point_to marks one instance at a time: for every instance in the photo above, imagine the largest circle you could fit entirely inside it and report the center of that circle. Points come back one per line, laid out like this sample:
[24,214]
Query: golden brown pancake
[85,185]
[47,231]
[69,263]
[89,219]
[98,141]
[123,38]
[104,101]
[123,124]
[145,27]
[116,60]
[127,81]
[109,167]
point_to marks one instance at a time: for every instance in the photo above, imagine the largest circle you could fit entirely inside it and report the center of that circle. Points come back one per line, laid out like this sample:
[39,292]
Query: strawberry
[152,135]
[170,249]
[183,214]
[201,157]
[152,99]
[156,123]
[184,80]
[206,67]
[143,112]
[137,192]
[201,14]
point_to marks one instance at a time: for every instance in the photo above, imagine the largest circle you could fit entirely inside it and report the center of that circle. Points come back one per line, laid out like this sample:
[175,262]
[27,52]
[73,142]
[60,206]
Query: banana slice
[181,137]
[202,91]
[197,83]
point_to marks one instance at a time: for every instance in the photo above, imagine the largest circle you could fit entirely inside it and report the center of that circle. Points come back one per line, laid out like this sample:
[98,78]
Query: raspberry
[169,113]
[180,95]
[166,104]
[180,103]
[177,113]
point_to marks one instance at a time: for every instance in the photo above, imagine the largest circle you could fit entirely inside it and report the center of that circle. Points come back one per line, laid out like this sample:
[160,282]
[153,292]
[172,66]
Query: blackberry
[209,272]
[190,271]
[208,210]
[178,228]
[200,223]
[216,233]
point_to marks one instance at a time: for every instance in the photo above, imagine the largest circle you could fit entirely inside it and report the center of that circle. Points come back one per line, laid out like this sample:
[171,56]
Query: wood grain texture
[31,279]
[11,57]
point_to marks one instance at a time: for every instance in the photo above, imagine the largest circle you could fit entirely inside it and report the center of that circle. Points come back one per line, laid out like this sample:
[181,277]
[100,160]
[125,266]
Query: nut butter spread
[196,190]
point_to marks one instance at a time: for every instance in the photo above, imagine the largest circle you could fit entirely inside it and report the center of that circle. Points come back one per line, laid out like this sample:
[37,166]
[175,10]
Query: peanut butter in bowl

What the task requires >>
In full and without error, repeat the material above.

Solved exercise >>
point_to marks one instance at a time: for every instance in the photo above, imagine the largest circle you could fit entirely inside it and report the center of that circle. Points come back one per line, laid out like this sample:
[24,214]
Query: golden brown pancake
[85,185]
[47,231]
[69,263]
[89,219]
[98,141]
[123,38]
[104,101]
[123,124]
[145,27]
[116,60]
[127,81]
[109,167]
point_to marks one instance at a time: for every instance in the photo above, imagine the largest circle you could fit entirely inside it and report the center of that circle. Points come back one per line, laid out like this sample:
[39,292]
Query: strawberry
[152,135]
[170,249]
[183,214]
[201,157]
[152,99]
[156,123]
[184,80]
[206,67]
[143,112]
[137,192]
[201,14]
point_to marks one instance at a time: for every instance in the photo above, imagine the largest circle you could fit entirely inside it and report the center of that circle. Points come back one per line, laid out like this sample:
[175,262]
[27,52]
[73,142]
[60,206]
Query: banana slice
[181,137]
[202,91]
[197,83]
point_to marks one instance at a time: for every instance in the photo above, imagine the largest circle you could fit entirely inside it and report the center of that circle. Points come back one per line, laid out like this sample:
[98,78]
Query: raspberry
[169,113]
[180,95]
[166,104]
[180,103]
[177,113]
point_to marks one instance at a time: for every instance in the photo above, imagine the largest circle you could fit entirely inside it and report the center of that circle. Points come back one per line, laid out like this sample:
[160,282]
[153,292]
[172,66]
Query: blackberry
[209,272]
[190,271]
[208,210]
[178,228]
[200,223]
[216,233]
point_to marks one instance at a time: for every instance in the photo above, imagine the largest circle you could fit entirely inside it and report the center of that circle. Points come back one per line, laid out like this sample:
[171,56]
Query: wood grain texture
[31,279]
[11,57]
point_to marks one instance at a time: for every instance in the photo above, imagine the largest circle you could fit entirely inside it and report the center of that circle. Points come back one per line, laid out like this sample:
[181,277]
[100,160]
[125,266]
Query: nut butter spread
[196,190]
point_to marks one instance at a time: for every instance in the photo above, imagine the largest circle you could fit entirely inside it and report the center of that circle. Points come back one per line, laid out like this sample:
[37,166]
[175,10]
Query: peanut butter in bowl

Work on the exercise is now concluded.